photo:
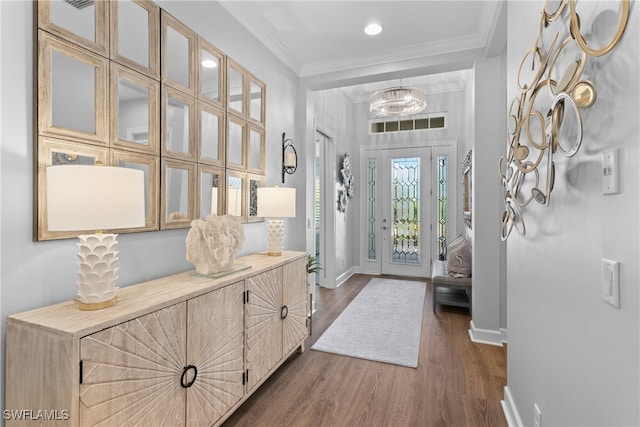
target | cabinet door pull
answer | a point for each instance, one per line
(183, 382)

○ ○ ○ ○ ○

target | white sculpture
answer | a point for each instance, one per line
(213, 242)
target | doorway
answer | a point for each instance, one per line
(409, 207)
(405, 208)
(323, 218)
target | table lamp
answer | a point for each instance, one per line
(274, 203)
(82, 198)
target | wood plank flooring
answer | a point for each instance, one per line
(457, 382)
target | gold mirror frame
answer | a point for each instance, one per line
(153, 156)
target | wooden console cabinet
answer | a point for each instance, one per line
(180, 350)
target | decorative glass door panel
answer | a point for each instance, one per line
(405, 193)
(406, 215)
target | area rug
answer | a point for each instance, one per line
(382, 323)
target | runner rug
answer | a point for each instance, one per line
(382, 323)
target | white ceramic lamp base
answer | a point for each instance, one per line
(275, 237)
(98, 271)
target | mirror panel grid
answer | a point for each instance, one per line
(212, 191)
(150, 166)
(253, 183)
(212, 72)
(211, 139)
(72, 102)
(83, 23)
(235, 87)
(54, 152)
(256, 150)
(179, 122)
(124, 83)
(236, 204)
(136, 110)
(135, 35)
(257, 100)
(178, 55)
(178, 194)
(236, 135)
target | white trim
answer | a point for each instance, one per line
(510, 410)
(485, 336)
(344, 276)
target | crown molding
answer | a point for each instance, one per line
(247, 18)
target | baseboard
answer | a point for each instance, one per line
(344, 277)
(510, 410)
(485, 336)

○ ○ ○ ○ ○

__GIVEN TASK__.
From the records, pull out every line that contains the string "panel". Case counts.

__ANSWER TO THE PROBLEM__.
target | decorative glass door panel
target | mirror panel grid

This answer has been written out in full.